▶ **Data rows**:
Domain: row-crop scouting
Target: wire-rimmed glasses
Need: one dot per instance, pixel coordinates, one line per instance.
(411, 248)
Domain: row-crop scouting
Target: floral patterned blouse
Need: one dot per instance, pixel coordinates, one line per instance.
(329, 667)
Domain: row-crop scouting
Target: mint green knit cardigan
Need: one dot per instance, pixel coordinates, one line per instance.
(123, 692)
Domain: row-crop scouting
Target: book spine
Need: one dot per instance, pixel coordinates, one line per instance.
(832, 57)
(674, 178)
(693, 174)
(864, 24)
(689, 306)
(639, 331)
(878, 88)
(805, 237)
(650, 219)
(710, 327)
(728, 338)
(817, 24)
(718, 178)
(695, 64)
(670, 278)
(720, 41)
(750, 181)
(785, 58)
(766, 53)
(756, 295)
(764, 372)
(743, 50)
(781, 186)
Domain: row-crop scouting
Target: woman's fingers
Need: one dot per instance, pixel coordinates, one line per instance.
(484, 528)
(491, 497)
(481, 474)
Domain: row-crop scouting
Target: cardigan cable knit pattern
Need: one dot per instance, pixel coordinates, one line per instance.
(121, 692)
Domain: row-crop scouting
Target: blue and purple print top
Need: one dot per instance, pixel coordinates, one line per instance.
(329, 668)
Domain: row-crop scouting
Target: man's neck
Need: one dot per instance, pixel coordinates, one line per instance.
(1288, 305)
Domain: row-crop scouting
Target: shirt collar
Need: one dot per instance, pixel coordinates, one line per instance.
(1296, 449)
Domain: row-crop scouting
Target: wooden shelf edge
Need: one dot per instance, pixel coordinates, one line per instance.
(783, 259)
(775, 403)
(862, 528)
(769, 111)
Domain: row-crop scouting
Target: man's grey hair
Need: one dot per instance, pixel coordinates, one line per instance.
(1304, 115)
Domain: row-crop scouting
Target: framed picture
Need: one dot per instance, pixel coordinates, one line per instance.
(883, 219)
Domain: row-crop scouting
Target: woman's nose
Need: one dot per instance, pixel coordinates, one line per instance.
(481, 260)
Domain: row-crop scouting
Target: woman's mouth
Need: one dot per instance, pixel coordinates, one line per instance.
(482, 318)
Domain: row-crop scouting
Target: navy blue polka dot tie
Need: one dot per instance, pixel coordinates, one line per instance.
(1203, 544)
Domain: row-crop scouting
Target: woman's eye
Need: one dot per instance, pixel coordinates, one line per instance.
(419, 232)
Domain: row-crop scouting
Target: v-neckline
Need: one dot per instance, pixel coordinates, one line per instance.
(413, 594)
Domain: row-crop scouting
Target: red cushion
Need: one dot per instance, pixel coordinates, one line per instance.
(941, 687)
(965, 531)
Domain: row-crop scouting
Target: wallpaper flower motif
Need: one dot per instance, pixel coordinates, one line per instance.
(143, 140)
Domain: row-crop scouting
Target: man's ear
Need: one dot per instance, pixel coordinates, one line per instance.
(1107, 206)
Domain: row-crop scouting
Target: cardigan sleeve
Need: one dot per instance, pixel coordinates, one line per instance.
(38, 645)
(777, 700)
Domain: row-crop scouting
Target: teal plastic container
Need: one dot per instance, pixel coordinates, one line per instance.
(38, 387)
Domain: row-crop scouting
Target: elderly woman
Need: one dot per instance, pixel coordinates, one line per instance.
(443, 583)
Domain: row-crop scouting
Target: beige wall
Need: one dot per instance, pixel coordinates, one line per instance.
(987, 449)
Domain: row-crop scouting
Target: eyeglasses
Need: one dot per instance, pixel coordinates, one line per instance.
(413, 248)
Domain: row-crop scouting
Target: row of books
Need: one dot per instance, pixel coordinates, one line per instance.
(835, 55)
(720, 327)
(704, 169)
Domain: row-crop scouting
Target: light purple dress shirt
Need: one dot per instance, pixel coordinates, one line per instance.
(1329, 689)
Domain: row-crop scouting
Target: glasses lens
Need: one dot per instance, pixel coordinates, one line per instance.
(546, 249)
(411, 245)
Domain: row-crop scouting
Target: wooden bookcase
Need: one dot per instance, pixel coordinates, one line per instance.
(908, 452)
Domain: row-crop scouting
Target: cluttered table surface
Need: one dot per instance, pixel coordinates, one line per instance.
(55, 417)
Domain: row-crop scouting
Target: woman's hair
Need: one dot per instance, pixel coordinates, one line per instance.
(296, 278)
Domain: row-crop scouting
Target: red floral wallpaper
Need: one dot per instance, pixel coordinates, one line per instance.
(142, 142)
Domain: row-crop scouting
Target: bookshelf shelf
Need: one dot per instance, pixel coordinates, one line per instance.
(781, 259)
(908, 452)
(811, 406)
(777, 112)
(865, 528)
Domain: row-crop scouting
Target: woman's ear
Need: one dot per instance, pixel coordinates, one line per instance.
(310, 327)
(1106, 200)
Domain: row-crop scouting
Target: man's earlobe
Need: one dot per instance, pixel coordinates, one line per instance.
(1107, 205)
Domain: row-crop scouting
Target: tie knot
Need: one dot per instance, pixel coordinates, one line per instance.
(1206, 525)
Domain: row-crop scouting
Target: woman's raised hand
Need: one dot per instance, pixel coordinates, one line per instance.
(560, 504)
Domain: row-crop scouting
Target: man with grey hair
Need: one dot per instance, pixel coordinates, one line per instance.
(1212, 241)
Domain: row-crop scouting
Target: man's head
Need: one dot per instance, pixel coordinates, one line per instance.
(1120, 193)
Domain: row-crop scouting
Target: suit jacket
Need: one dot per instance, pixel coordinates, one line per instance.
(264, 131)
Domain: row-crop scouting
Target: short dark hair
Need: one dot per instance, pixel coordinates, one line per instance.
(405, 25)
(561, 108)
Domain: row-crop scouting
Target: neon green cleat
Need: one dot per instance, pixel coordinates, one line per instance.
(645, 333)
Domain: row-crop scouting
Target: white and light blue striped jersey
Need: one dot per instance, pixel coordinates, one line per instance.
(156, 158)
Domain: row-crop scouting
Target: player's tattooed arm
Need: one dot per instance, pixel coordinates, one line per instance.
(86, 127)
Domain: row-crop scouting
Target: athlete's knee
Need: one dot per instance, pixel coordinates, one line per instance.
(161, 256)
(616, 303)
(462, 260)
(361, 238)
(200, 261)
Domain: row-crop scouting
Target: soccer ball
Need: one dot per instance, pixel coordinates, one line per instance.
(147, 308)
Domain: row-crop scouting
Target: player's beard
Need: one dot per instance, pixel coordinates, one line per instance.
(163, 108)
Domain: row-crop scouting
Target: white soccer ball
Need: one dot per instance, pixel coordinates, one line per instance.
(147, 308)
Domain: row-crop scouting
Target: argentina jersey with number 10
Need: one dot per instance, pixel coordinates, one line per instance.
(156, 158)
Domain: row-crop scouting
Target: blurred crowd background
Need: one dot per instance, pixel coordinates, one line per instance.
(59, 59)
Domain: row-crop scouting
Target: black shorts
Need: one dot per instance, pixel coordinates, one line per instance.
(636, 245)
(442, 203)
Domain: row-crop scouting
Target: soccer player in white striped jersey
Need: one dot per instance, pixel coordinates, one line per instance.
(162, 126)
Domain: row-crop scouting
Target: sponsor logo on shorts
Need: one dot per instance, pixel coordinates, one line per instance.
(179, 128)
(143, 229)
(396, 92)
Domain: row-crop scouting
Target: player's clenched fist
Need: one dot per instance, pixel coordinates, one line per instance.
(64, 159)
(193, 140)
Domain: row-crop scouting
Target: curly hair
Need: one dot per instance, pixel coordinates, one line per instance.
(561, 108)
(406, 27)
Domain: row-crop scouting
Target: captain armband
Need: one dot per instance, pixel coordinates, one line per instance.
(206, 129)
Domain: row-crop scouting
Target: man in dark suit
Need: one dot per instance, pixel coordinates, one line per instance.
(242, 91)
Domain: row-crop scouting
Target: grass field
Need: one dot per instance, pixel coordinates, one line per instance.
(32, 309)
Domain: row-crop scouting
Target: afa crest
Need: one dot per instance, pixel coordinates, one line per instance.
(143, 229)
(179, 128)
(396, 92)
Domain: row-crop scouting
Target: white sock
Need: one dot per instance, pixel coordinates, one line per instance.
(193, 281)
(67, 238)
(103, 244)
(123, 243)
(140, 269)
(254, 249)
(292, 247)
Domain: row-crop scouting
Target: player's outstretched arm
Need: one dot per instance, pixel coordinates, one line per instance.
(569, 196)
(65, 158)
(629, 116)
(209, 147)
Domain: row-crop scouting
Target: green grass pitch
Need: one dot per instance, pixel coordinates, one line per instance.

▶ **Required task**: Find every line in the data above that contains the string "woman", and copy each one. Case counts.

▶ **Response to the exercise**:
Target: woman's fingers
Target: woman's nose
Target: woman's mouth
Target: woman's eye
Target: elderly woman
Target: woman's hair
Target: woman's ear
Target: woman's raised hand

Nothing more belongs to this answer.